- **Exercise set**
a) Translate this sentence from the Woori Bank text into Spanish: "On March 5, 2001, the branch was registered as a Seoul City Historic Landmark."
b) In the Woori Bank text, rename "Kookmin Bank" to "KB Kookmin Bank" and write out the stretch from "Woori Bank (우리은행)" through "end of 2019." with that change.

- **Given text**
=======

Woori Bank (우리은행) is a Korean multinational bank headquartered in Seoul. It is one of the four largest domestic banks in South Korea and has a strong presence in commercial banking and corporate finance in South Korea. Tracing its roots to the Daehan Cheon-il Bank, founded in 1899, it went through multiple transformations until adopting its current name in 2002. By then, it was South Korea's second-largest bank, behind Kookmin Bank.

As of 2020, Woori ranks 95th among the largest banks in the world in terms of total assets with 311,852 billion in USD as of the end of 2019.

==History==

Woori Bank traces its origins to the establishment of Daehan Cheon-il Bank in 1899, subsequently renamed Joseon Commercial Bank in 1911 and Korea Commercial Bank in 1950. Woori Bank's Jongno branch is located in the Gwangtonggwan building, which is considered the oldest continuously operating bank building in Korea. On March 5, 2001, the branch was registered as a Seoul City Historic Landmark.

Following the 1997 Asian financial crisis, Korea Commercial Bank merged with Hanil Bank to become Hanvit Bank, simultaneously with a public capital injection that made the Korean government the dominant shareholder, then in 2001 with Peace Bank, and adopted the name Woori Bank in 2002. In 2014, after some amalgamation proceedings related to its parent company, Woori Bank absorbed Woori Financial Group.

=======

- **Recorded data**
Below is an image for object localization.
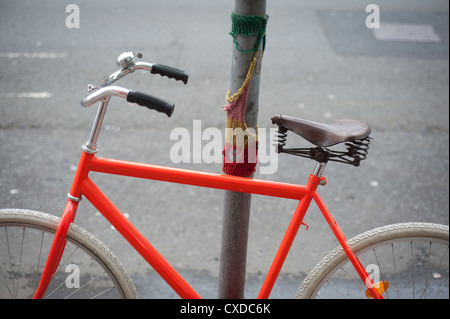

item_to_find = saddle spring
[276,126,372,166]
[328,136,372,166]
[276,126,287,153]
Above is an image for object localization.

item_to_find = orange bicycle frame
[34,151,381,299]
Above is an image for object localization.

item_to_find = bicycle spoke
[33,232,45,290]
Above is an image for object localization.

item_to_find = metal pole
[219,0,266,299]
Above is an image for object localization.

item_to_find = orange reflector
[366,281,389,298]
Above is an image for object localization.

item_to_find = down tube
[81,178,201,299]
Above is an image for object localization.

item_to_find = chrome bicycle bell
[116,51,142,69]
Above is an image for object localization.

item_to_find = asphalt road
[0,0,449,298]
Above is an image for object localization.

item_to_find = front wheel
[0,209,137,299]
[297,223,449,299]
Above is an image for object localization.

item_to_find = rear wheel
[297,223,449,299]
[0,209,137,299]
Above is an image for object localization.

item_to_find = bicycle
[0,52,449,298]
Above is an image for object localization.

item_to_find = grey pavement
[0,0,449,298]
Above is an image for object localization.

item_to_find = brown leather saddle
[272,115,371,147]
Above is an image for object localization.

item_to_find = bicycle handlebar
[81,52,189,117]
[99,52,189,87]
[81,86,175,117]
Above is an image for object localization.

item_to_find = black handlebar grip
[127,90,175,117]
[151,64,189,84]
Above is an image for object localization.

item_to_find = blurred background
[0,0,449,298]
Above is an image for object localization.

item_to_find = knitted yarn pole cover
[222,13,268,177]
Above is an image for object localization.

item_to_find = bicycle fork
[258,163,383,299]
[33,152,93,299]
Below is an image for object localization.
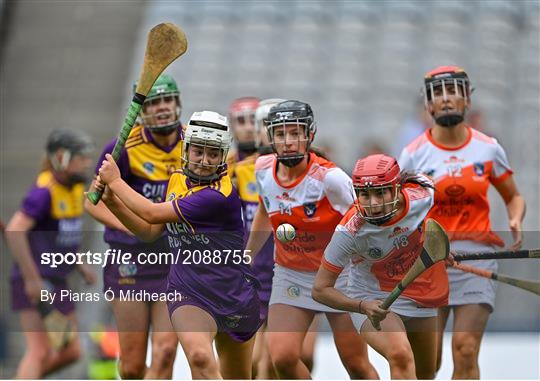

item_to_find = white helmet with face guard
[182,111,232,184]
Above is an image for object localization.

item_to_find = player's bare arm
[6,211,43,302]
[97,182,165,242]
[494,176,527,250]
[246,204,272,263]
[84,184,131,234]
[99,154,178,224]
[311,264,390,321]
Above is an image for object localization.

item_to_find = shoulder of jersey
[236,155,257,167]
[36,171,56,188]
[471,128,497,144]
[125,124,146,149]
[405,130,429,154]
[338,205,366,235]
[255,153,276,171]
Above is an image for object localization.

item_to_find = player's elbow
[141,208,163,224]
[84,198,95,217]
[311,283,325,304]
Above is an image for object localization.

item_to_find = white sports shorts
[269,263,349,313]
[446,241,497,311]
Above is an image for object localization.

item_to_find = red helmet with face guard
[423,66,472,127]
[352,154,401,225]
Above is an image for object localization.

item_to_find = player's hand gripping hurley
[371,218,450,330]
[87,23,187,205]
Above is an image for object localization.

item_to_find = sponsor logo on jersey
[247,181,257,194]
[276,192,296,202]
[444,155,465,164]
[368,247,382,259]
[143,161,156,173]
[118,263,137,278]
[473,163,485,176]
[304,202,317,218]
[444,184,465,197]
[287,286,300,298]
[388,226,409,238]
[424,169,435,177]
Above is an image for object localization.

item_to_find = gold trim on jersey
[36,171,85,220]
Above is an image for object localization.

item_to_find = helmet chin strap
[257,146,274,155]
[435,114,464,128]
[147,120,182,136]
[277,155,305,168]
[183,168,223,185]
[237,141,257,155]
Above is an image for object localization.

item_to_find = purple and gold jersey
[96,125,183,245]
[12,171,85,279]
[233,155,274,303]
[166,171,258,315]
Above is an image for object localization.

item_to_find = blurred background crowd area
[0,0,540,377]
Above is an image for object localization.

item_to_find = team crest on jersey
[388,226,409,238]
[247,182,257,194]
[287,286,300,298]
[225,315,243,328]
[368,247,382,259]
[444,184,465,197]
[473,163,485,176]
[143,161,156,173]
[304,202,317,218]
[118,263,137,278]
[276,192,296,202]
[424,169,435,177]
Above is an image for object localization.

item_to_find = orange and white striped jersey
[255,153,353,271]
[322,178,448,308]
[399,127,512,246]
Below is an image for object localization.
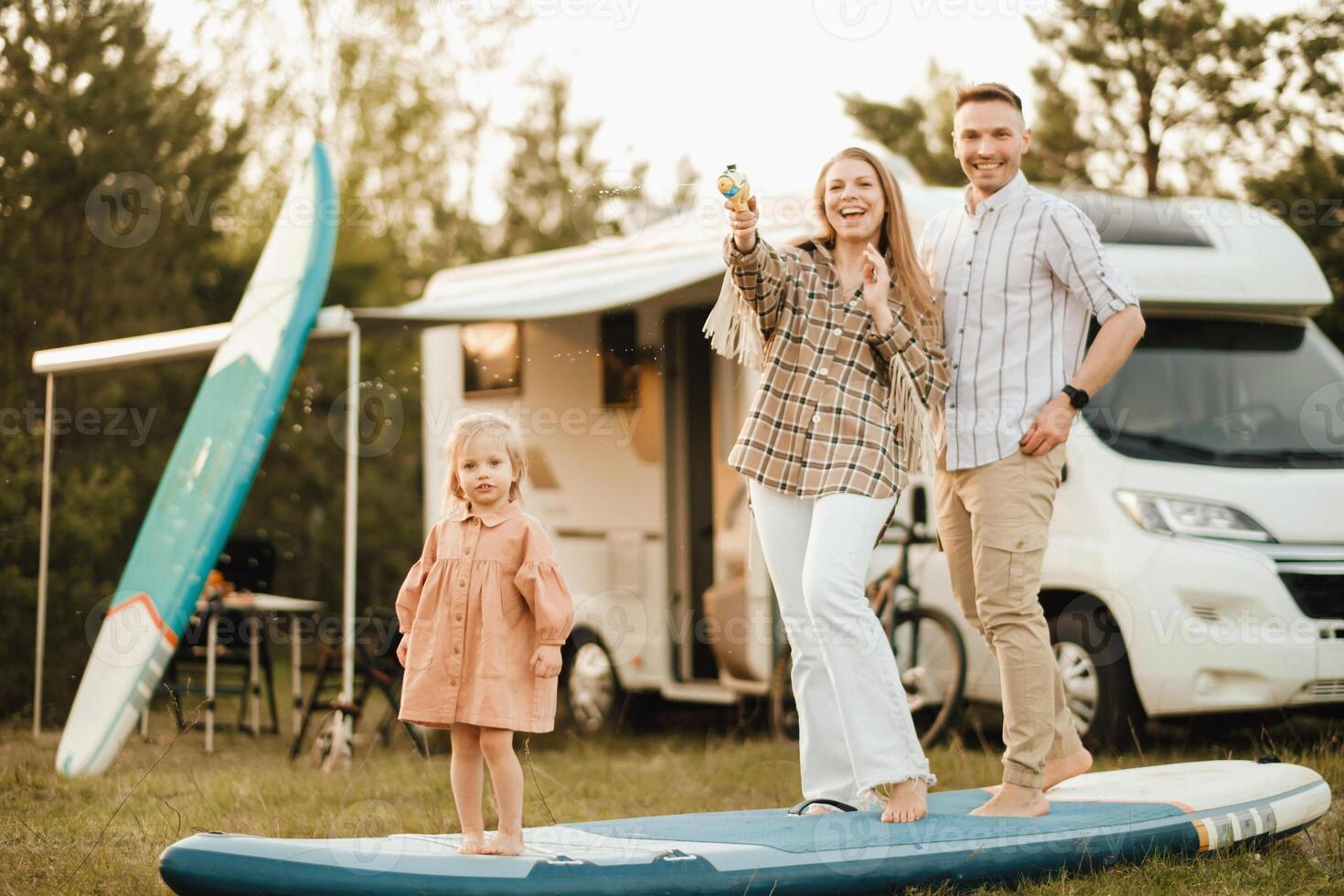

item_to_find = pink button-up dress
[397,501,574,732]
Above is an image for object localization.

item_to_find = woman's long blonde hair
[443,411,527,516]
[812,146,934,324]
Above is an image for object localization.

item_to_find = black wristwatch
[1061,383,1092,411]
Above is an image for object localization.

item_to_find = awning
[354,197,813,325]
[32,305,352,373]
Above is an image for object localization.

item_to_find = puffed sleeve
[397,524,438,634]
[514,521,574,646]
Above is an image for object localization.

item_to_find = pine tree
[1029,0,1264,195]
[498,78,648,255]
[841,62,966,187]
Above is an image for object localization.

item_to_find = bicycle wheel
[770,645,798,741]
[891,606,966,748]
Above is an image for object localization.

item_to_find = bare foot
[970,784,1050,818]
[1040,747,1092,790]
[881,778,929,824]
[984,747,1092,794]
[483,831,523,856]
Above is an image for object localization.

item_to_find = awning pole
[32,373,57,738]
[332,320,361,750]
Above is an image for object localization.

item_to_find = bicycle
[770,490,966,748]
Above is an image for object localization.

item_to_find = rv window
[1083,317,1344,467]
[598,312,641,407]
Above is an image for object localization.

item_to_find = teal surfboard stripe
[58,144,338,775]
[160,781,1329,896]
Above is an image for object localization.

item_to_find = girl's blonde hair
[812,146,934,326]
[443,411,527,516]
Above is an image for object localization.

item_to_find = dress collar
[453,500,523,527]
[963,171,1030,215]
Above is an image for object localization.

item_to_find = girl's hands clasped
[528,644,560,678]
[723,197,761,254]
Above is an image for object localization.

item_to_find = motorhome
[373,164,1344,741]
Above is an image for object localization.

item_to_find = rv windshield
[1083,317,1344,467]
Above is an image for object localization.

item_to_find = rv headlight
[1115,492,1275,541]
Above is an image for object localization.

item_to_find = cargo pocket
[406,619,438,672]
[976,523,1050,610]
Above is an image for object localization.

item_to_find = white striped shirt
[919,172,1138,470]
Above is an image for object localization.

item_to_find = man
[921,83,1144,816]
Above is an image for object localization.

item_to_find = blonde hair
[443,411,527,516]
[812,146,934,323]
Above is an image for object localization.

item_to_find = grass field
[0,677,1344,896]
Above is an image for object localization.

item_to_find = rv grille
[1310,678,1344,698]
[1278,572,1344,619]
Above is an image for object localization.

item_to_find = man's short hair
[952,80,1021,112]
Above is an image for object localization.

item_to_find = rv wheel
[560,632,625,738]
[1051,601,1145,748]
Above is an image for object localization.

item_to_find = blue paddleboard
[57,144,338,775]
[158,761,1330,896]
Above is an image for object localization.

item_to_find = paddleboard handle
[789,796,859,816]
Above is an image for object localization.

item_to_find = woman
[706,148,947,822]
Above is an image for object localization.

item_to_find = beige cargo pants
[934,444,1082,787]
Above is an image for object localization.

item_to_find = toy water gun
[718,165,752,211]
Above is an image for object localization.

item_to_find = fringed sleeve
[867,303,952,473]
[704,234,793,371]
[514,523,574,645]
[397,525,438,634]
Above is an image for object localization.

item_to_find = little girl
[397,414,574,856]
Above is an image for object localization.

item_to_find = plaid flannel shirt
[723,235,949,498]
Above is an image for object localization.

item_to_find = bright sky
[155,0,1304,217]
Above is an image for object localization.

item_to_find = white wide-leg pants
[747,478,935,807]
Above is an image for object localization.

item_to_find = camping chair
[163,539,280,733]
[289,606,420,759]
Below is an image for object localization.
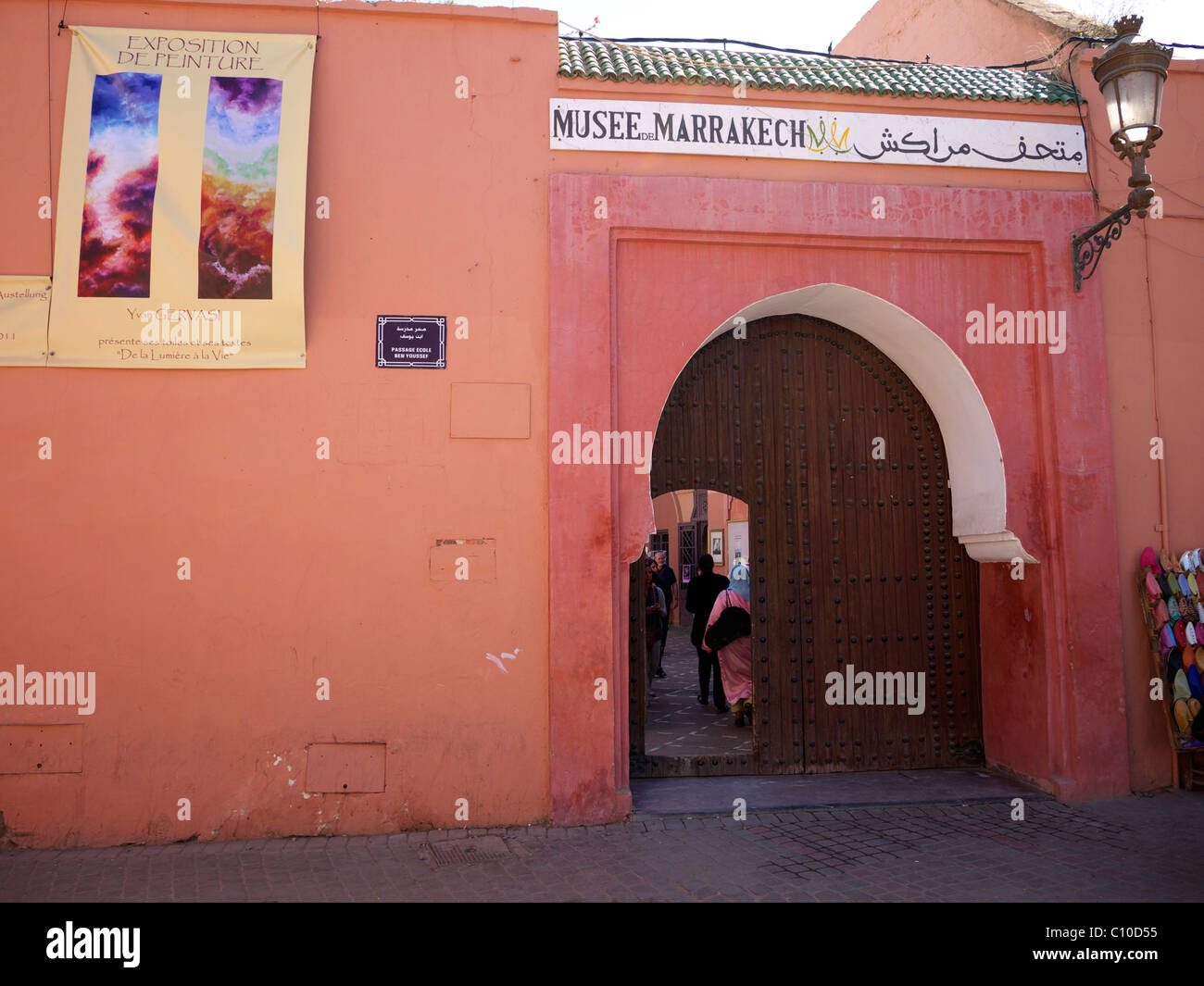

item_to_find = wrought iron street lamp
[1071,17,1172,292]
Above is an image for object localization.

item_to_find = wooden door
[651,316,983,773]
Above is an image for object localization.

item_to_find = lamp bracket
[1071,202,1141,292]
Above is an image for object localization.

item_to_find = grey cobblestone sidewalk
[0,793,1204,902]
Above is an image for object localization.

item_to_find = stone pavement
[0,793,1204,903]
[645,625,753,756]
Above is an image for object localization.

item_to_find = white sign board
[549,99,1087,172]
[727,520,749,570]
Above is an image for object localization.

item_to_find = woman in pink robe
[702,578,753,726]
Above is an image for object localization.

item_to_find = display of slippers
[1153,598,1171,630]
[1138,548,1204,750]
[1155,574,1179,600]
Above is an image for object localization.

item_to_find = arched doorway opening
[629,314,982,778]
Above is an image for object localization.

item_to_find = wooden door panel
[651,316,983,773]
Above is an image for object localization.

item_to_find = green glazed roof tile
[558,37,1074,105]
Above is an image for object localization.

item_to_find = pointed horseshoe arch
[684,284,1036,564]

=======

- **Answer section**
a) El 5 de marzo de 2001, la sucursal fue registrada como Monumento Histórico de la Ciudad de Seúl.

b)
Woori Bank (우리은행) is a Korean multinational bank headquartered in Seoul. It is one of the four largest domestic banks in South Korea and has a strong presence in commercial banking and corporate finance in South Korea. Tracing its roots to the Daehan Cheon-il Bank, founded in 1899, it went through multiple transformations until adopting its current name in 2002. By then, it was South Korea's second-largest bank, behind KB Kookmin Bank.

As of 2020, Woori ranks 95th among the largest banks in the world in terms of total assets with 311,852 billion in USD as of the end of 2019.